**DIRECTIVE:**
From the line that includes "pin: elbow |" to the last line of the records, inclusive, repeat each line exactly.

**RECORDED DATA:**

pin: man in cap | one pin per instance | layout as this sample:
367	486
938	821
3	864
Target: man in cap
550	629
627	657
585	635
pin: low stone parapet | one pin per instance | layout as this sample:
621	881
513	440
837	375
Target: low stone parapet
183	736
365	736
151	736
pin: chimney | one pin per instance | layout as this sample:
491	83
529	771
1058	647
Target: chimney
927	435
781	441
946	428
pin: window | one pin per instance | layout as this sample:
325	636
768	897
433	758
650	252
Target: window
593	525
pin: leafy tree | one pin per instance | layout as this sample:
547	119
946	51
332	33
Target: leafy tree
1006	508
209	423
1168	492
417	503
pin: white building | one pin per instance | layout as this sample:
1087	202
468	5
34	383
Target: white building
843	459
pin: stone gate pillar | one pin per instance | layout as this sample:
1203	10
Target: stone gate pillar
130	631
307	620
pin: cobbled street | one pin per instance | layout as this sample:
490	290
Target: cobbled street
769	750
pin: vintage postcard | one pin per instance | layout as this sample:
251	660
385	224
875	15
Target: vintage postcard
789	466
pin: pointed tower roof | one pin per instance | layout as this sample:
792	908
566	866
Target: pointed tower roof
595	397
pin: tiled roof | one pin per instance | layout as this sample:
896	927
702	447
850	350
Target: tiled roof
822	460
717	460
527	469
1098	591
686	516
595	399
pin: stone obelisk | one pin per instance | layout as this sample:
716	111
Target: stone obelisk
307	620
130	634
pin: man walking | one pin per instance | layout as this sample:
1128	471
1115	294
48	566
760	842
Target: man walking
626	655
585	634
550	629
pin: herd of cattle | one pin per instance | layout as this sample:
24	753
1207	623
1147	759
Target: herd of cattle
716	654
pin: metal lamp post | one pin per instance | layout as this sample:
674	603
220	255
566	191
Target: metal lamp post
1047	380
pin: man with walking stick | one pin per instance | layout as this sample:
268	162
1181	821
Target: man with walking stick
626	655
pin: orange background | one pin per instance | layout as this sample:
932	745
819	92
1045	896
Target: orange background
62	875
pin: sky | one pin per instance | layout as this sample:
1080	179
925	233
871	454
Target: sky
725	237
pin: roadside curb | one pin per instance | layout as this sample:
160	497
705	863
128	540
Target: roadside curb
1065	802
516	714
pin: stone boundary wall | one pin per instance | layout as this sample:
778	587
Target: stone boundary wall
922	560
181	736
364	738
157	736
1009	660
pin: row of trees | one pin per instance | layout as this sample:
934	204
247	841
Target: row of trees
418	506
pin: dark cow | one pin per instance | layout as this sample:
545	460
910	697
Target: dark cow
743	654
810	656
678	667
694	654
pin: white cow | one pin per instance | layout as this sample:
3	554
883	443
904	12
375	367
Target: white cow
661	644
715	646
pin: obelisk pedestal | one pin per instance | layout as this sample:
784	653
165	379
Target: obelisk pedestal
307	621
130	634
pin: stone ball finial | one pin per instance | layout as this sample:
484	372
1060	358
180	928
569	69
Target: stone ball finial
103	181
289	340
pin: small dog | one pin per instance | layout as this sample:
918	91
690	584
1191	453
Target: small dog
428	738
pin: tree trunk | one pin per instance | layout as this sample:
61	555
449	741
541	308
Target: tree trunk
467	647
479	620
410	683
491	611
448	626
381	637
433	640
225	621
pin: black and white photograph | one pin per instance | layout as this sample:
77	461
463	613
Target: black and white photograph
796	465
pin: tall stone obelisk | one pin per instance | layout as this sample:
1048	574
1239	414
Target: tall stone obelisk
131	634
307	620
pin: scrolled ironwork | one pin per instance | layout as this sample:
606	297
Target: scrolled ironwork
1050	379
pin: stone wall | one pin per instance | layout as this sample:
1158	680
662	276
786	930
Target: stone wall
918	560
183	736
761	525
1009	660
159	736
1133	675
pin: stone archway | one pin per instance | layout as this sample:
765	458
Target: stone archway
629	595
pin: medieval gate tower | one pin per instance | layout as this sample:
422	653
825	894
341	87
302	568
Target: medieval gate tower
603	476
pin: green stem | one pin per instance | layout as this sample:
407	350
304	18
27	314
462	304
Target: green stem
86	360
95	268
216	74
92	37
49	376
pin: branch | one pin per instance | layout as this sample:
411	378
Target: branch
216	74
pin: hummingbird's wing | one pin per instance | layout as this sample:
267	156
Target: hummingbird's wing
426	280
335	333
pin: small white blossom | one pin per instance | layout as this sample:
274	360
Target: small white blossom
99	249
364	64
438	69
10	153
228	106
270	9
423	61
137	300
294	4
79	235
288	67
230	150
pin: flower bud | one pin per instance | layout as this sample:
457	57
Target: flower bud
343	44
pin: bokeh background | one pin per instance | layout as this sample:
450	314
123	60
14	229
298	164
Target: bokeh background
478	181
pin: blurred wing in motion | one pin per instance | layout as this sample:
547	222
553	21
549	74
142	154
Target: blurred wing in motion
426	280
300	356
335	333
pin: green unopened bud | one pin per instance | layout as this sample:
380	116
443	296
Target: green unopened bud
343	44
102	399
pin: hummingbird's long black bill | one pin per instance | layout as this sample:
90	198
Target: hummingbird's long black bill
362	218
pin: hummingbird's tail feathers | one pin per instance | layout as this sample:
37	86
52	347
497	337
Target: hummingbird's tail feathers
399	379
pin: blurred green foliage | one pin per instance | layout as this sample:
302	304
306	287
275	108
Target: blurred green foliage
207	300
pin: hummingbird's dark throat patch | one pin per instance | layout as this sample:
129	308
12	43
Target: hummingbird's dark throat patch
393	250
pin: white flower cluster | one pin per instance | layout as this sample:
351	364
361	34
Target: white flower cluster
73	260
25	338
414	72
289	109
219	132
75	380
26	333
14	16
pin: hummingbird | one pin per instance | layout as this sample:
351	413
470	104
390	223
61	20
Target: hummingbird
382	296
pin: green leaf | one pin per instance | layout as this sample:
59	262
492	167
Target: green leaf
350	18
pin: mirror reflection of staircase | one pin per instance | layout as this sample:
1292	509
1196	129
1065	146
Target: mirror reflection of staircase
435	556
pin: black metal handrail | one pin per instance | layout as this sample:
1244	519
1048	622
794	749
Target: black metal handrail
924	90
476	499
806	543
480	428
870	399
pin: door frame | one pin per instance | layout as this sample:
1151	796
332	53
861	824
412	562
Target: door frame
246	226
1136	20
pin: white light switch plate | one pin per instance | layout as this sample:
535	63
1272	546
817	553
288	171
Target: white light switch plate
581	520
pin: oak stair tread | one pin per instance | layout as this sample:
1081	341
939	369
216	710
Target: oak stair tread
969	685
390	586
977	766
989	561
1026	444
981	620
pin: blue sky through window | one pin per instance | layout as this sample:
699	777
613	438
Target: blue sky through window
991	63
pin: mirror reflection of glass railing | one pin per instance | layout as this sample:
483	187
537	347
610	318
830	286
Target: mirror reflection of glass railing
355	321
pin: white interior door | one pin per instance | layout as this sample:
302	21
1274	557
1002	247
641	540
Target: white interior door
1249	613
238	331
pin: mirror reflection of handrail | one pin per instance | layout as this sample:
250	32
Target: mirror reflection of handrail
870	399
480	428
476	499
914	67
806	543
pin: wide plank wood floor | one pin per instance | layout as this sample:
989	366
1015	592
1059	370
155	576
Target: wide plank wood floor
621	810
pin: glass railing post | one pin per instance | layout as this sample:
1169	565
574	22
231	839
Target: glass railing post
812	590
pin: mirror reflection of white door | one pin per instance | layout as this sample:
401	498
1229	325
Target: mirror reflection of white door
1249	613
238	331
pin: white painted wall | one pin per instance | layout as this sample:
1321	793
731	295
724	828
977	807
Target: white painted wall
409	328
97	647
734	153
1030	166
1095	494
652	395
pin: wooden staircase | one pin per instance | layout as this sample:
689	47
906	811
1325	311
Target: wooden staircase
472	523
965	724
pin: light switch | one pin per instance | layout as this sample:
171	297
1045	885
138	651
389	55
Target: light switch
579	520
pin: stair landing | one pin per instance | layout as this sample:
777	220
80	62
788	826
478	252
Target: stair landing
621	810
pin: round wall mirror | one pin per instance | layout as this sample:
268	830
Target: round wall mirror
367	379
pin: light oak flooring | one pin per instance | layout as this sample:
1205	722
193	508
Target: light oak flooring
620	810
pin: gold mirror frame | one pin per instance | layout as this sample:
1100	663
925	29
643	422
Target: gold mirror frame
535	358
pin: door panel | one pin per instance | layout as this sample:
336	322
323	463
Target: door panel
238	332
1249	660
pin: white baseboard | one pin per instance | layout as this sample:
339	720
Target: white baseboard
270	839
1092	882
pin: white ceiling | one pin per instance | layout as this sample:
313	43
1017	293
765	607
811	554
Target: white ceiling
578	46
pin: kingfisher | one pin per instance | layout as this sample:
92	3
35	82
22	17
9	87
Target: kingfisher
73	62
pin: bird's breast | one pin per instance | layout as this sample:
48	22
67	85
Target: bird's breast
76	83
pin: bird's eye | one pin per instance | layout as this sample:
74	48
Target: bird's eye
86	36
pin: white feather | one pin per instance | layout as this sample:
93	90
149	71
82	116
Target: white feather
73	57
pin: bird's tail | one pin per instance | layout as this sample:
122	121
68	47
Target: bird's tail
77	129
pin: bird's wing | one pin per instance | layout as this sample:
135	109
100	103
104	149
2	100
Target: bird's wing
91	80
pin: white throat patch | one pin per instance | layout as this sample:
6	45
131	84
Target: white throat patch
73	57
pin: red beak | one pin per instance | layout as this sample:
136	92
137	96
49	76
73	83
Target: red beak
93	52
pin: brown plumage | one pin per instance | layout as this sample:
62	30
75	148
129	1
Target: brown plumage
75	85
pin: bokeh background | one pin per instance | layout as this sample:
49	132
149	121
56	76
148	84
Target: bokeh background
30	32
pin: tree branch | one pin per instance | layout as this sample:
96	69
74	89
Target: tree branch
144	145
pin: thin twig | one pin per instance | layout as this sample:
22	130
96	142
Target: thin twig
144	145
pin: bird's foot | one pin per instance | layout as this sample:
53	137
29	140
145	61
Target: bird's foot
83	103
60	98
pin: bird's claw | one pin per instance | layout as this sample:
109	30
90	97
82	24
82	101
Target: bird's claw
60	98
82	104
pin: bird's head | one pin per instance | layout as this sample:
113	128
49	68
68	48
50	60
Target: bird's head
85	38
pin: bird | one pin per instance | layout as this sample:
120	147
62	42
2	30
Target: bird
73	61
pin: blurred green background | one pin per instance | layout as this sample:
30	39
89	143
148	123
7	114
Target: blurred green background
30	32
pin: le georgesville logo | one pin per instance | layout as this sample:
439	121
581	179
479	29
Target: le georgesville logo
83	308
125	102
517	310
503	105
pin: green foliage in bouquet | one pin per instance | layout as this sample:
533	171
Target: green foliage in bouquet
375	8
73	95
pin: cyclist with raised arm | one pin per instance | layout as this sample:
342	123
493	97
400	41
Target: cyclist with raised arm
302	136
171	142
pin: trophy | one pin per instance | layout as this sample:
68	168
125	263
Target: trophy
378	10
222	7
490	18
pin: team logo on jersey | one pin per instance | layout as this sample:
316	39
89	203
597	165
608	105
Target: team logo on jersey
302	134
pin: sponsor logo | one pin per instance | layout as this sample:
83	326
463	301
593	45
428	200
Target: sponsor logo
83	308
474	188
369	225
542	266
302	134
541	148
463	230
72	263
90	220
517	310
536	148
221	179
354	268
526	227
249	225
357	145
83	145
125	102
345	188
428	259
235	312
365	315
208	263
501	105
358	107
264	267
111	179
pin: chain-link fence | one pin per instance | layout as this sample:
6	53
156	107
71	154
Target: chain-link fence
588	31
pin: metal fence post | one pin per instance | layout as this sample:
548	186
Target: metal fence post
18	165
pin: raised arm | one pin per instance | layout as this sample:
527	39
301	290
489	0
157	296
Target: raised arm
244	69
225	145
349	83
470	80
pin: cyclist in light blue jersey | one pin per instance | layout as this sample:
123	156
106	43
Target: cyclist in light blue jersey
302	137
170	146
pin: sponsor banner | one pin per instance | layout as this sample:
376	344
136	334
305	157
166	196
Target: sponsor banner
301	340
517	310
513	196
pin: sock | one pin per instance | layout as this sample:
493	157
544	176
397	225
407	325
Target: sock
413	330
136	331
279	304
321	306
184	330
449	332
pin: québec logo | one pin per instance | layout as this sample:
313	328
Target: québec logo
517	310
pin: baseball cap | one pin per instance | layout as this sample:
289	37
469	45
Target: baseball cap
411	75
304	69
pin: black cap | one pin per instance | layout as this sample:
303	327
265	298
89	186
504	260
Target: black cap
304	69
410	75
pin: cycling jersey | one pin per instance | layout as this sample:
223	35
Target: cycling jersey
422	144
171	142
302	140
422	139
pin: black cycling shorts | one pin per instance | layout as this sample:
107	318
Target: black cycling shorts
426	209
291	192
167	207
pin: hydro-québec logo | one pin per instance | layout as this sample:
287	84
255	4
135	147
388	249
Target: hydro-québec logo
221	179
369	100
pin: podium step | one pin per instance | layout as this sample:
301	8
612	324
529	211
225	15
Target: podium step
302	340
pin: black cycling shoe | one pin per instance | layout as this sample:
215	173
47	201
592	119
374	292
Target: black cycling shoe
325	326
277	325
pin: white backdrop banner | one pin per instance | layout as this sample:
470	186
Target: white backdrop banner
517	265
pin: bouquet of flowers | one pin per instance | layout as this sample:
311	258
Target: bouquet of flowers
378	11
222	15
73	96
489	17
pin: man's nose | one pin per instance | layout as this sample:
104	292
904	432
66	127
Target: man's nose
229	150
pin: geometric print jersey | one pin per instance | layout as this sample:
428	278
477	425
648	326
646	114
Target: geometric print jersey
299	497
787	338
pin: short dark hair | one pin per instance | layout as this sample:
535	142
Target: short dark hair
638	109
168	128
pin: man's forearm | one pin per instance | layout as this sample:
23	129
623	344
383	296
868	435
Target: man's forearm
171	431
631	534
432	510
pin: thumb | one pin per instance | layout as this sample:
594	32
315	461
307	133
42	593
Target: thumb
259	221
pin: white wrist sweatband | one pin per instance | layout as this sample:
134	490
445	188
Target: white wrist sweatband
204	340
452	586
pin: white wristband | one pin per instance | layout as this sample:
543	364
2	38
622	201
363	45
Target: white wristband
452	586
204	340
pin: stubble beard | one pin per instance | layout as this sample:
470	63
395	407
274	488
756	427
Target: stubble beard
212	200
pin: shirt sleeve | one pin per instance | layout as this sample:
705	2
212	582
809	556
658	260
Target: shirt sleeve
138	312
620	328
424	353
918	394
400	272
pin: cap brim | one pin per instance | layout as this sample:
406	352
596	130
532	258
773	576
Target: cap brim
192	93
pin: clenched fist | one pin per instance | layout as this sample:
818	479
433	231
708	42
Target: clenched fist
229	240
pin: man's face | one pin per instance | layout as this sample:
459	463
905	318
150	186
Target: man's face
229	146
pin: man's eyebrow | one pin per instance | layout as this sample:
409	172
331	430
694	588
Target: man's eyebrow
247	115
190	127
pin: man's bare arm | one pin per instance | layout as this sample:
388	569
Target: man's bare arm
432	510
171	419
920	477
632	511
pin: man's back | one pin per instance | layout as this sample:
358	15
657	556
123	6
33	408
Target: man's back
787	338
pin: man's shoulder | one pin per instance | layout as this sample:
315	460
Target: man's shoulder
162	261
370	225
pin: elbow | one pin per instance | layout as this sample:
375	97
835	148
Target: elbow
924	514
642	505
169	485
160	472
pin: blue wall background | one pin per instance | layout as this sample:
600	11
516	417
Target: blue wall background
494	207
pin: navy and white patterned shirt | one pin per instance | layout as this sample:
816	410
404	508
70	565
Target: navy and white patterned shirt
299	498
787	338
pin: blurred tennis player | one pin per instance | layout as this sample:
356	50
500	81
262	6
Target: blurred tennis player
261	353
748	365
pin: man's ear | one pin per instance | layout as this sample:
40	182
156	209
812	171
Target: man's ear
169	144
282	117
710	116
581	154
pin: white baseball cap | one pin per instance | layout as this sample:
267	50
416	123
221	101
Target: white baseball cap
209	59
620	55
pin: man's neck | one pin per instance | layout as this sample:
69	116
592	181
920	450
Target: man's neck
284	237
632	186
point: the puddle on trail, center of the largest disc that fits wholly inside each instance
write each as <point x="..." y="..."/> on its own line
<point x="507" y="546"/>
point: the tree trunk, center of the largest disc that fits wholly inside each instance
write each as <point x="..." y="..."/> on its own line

**PROBLEM SOLUTION:**
pin: elbow | one pin per instance | layout as this sample:
375	97
835	148
Target: elbow
924	514
642	505
169	485
160	472
pin: blue wall background | one pin per instance | layout as this sample:
600	11
516	417
Target: blue wall background
494	207
pin: navy and white patterned shirt | one pin per instance | layout as this sample:
816	410
404	508
70	565
Target: navy and white patterned shirt
299	498
787	338
pin: blurred tennis player | one pin per instance | layout as this sample:
356	50
500	81
262	6
Target: blurred tennis player
261	353
748	365
pin: man's ear | one pin per instance | layout as this sample:
40	182
156	209
812	171
Target: man's ear
169	144
282	117
710	116
581	154
pin: white baseball cap | one pin per instance | layout as this sample:
267	50
416	123
221	101
Target: white baseball cap
209	59
620	55
pin: man's neck | one pin per instance | layout as this sample:
69	116
592	181
920	450
Target: man's neck
284	237
632	186
point: the puddle on trail, center of the largest disc that fits wholly inside each instance
write each as <point x="..." y="..."/> on its own line
<point x="507" y="546"/>
point: the tree trunk, center of the largest disc that fits wholly inside each instance
write each as <point x="..." y="..."/> on its own line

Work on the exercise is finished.